Your objective -> Copy the material below word for word, from the line containing "Reviewer note: confirm that each instance of the stone tower" through to the end of the material, including both the first and last lines.

Dataset extract ->
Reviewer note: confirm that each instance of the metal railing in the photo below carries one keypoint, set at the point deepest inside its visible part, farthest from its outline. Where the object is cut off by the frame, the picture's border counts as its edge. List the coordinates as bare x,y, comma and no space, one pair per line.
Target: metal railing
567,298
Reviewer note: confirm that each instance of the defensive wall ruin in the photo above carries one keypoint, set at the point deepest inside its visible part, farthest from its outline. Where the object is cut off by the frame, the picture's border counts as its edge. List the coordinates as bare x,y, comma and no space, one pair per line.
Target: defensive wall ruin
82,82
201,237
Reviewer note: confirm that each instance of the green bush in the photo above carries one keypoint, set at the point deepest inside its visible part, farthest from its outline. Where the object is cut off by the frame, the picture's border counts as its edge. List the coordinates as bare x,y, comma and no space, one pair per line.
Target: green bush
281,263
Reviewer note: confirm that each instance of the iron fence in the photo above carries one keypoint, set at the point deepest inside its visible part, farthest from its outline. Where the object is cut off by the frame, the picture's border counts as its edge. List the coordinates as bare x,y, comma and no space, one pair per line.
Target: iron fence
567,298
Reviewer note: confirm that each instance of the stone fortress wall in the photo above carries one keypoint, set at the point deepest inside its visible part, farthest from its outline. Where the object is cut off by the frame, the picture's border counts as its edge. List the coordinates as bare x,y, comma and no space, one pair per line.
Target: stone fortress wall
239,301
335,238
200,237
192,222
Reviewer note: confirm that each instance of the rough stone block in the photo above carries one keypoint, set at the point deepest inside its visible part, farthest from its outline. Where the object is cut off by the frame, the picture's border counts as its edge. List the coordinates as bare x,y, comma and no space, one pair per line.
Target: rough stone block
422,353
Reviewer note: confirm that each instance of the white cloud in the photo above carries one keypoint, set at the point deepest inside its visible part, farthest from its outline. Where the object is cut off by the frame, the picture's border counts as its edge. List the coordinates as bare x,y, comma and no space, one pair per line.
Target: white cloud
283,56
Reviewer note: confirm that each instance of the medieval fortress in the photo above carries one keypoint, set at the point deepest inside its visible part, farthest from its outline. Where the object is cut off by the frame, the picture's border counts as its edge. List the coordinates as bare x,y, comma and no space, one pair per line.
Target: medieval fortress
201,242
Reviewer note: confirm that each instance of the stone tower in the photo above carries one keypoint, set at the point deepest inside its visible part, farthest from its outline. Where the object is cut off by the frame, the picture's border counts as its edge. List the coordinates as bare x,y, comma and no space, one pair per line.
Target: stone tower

The result ->
Reviewer note: confirm that each instance of the stone tower in the photo above carries one keypoint, set at the point deepest inside its visible part, farthest from its outline. Where the object is cut off by the frame, the picture's border counts as its edge. List the coordinates as bare x,y, comma and no space, one pair per line.
Target: stone tower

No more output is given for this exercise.